What you will do: Copy out once more, exactly, the line with "In the photo above, where can the weathered" and all the lines after it, up to the last line of the data.
═════ Task material ═════
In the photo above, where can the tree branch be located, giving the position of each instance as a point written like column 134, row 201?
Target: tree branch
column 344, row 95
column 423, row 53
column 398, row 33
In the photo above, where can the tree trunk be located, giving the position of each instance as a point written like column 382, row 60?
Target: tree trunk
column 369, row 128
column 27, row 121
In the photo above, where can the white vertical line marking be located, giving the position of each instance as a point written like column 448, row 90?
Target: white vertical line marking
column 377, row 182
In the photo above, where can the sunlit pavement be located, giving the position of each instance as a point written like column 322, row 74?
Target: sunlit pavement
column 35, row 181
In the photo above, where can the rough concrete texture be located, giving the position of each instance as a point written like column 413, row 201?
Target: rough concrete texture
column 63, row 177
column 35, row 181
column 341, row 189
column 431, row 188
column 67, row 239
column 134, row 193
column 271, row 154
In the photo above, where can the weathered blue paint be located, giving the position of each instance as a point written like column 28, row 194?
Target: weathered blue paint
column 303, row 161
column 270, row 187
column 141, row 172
═════
Output for this task:
In the photo above, where can the weathered blue paint be located, giving the position of each instance as a point written like column 28, row 194?
Target: weathered blue paint
column 303, row 161
column 270, row 187
column 141, row 172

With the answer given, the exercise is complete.